Saved entries

+===+

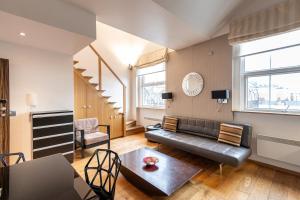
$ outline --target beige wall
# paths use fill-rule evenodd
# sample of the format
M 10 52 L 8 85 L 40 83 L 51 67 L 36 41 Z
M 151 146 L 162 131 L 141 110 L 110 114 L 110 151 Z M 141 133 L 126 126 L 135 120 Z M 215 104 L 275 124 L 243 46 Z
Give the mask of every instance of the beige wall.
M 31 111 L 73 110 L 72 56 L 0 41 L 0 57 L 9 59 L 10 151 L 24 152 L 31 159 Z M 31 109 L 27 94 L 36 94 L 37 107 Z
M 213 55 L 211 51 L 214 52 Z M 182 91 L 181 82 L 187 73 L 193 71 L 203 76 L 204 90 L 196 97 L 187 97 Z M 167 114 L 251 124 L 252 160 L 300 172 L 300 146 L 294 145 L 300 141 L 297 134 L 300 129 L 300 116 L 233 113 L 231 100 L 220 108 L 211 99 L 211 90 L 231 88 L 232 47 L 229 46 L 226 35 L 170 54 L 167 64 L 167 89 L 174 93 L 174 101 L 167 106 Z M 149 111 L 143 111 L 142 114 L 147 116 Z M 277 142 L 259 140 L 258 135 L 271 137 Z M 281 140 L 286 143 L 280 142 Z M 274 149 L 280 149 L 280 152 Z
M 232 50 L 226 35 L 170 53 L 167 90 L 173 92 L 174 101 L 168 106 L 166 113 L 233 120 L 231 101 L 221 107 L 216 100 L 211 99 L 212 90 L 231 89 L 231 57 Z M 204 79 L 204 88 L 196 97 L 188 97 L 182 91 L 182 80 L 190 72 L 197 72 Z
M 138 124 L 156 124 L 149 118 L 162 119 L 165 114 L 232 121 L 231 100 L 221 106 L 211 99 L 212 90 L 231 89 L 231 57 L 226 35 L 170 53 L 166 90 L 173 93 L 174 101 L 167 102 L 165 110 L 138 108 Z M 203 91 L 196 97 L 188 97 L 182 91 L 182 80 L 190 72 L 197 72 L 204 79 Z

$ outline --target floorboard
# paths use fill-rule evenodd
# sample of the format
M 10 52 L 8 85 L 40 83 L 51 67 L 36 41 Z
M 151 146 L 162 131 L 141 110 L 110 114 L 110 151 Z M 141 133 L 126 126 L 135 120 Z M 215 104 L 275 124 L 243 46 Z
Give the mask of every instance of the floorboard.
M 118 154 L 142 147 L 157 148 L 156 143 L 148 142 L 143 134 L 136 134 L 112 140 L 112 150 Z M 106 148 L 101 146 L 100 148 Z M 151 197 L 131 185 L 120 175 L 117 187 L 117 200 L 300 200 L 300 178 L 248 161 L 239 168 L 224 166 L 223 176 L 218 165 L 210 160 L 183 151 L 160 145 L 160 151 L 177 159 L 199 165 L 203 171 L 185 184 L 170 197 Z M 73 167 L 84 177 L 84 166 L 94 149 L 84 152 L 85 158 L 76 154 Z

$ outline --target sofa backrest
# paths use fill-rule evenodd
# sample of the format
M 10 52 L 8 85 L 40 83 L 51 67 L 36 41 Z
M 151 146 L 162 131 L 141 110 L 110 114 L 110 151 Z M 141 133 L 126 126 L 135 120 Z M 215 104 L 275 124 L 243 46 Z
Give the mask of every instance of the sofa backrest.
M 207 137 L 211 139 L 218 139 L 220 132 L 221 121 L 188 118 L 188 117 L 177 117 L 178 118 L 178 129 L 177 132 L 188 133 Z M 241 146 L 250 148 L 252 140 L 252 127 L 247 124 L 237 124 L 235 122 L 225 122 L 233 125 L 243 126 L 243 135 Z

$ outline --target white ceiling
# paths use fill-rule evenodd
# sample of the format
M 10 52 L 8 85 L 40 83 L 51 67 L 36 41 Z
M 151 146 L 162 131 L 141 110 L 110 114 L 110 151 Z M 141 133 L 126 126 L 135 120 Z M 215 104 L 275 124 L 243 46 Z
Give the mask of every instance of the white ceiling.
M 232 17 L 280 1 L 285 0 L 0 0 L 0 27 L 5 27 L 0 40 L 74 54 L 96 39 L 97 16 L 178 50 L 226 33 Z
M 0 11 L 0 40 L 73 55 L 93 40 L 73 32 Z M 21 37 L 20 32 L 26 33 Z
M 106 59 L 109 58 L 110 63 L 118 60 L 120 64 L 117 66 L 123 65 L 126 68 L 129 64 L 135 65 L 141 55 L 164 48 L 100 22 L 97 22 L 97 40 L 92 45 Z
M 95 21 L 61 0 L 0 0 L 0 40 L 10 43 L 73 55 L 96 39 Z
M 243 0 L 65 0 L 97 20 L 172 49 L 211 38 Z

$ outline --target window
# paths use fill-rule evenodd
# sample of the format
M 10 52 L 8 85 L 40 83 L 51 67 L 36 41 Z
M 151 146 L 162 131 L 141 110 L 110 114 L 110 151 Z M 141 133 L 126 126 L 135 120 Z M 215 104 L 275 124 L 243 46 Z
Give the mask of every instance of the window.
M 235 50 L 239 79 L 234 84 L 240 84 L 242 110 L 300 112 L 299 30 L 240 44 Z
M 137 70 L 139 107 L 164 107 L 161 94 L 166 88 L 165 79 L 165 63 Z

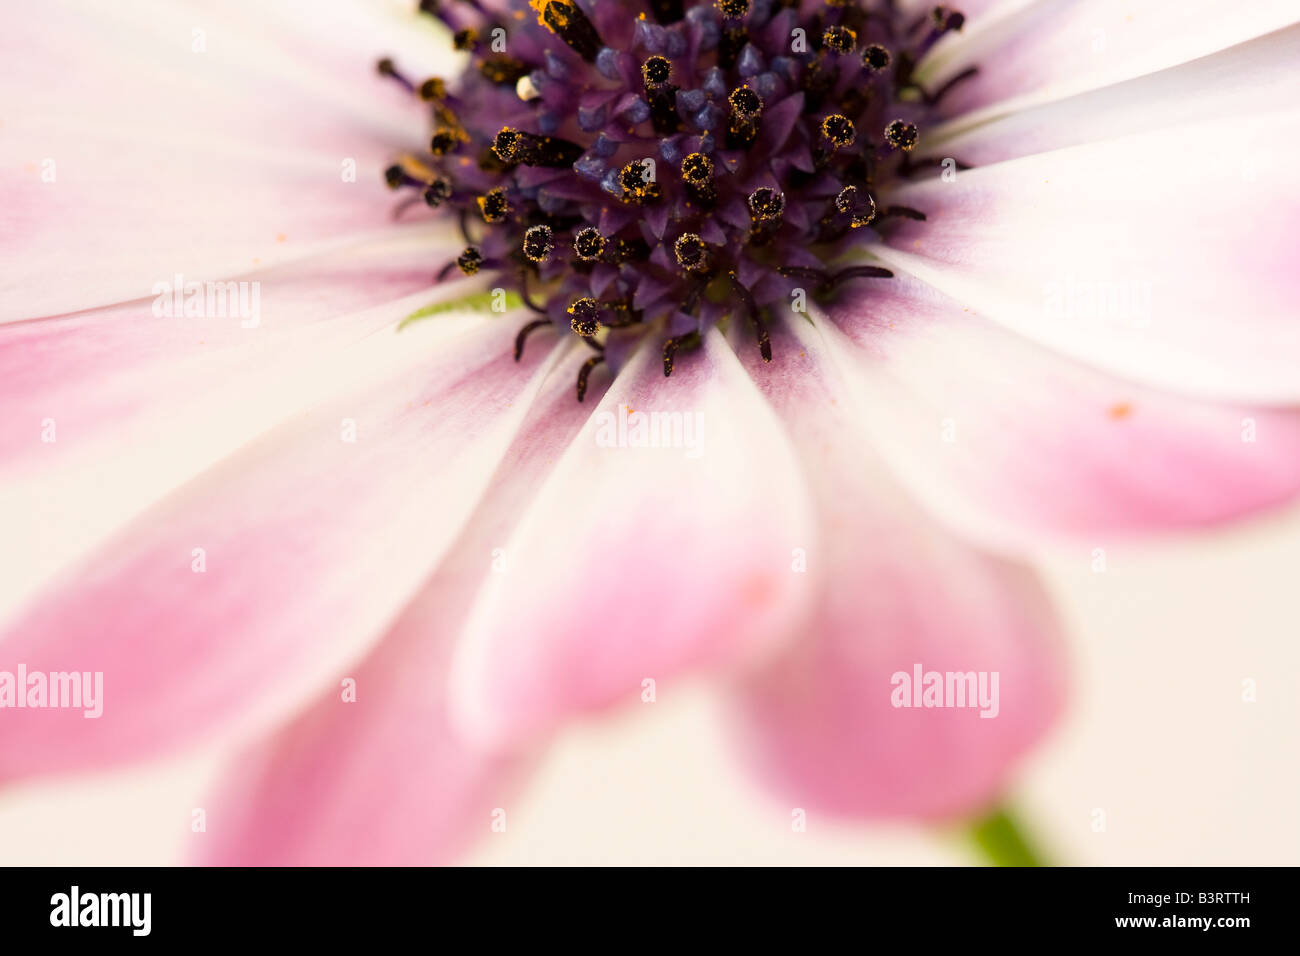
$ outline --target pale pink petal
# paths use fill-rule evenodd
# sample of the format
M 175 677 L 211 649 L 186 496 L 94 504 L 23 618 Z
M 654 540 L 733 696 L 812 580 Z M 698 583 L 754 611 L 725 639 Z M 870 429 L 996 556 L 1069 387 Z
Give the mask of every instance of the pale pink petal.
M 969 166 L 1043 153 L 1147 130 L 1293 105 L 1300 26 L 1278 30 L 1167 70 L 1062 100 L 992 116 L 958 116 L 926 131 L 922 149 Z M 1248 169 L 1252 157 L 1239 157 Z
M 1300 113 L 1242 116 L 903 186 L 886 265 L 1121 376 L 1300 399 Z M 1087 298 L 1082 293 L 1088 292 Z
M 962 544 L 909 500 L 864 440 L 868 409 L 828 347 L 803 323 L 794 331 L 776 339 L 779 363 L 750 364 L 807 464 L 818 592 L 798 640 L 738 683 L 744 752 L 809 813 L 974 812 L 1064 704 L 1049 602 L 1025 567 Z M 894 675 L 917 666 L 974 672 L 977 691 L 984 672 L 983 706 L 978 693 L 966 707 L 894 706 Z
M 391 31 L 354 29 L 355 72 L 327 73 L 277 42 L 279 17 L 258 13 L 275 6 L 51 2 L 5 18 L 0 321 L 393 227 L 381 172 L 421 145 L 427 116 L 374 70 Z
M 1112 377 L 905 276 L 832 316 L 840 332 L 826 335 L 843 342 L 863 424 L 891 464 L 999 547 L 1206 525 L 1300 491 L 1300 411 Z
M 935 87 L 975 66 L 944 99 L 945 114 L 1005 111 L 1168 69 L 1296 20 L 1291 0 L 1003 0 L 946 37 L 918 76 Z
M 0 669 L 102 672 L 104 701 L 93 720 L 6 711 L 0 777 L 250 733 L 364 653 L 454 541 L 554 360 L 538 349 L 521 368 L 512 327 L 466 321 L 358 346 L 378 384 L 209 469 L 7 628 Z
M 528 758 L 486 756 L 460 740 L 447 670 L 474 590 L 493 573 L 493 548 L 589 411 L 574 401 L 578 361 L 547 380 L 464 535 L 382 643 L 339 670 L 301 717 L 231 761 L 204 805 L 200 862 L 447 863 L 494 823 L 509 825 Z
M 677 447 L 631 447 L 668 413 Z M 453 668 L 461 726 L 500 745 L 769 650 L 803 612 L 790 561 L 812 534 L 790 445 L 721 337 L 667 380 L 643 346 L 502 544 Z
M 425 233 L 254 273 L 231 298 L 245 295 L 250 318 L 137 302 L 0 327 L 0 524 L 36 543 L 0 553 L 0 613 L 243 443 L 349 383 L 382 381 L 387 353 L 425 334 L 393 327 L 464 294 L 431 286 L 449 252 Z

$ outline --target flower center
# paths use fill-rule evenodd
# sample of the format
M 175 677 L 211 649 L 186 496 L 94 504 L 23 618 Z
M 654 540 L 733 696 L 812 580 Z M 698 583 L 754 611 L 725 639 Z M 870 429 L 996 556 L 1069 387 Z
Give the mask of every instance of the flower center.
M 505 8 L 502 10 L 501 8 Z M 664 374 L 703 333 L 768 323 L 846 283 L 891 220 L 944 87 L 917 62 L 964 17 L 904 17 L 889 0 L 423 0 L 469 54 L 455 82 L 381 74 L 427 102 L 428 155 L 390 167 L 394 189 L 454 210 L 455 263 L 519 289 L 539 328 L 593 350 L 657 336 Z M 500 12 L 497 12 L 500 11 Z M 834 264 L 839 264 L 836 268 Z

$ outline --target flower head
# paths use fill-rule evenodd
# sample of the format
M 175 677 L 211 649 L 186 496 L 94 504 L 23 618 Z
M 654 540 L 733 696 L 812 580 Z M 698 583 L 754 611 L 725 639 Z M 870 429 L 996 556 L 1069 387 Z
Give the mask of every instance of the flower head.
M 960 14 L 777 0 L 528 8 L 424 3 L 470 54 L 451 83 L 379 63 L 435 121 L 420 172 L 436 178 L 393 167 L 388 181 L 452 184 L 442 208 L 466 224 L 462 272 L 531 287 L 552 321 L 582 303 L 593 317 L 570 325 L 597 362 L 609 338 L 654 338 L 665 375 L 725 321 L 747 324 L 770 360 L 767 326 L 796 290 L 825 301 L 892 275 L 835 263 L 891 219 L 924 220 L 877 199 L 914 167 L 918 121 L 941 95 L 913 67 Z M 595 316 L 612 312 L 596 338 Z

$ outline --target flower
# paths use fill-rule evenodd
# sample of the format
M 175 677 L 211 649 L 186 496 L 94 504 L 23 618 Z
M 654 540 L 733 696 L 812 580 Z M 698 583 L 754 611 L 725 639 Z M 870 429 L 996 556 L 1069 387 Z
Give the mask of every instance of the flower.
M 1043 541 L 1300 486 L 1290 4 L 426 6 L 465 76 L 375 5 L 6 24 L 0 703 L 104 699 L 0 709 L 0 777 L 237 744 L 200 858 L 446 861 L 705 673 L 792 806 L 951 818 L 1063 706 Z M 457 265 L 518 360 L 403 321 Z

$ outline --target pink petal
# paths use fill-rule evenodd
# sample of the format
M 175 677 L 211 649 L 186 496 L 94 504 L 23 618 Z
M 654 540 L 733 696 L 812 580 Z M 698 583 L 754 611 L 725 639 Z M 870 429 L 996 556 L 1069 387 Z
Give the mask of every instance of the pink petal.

+===+

# Work request
Filter the entries above and keep only the lines with the word "target".

# Result below
$ outline --target beige wall
$ outline --target floorboard
$ outline --target sofa backrest
$ outline --target white ceiling
$ outline --target window
$ outline --target pale pink petal
$ outline --target flower center
$ outline --target flower head
$ outline --target flower
$ outline --target pink petal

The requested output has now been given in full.